◆ EXERCISE DETAILS
Select and copy every line of the material below that contains the string "black".
——————
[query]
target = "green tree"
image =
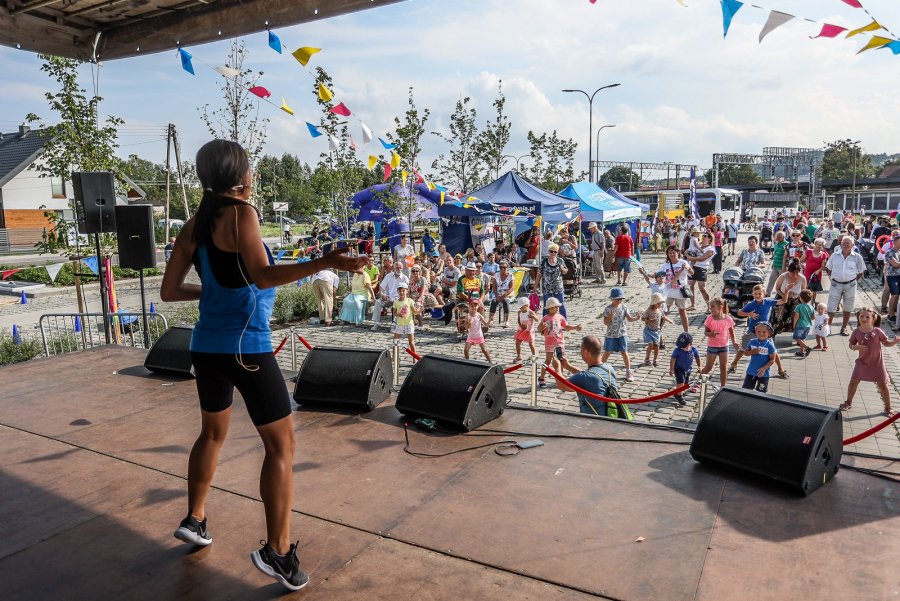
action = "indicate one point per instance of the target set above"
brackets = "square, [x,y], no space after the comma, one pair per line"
[621,178]
[460,168]
[844,159]
[734,175]
[493,139]
[77,142]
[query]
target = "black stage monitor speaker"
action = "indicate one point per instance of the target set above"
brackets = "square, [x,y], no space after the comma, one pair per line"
[460,394]
[344,378]
[136,236]
[95,201]
[795,443]
[172,353]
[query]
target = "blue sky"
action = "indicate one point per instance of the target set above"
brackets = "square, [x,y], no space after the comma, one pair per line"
[686,92]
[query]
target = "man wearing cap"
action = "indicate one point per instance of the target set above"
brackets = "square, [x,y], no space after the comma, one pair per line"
[598,252]
[387,292]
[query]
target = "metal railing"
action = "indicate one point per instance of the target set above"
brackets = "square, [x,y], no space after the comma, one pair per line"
[69,332]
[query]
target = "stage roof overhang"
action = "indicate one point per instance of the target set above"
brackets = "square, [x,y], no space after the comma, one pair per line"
[110,29]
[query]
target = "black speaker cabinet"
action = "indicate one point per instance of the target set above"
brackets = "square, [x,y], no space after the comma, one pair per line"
[95,201]
[794,443]
[136,236]
[460,394]
[172,353]
[343,378]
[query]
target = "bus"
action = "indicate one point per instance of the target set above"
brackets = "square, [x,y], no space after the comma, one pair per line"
[719,201]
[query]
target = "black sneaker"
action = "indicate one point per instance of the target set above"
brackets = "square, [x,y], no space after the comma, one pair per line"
[193,531]
[283,568]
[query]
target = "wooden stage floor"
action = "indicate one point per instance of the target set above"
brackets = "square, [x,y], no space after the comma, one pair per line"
——————
◆ RESULT OF THIS TASK
target = "black stage monitor speaker"
target = "black speaker cabinet"
target = "black sneaker"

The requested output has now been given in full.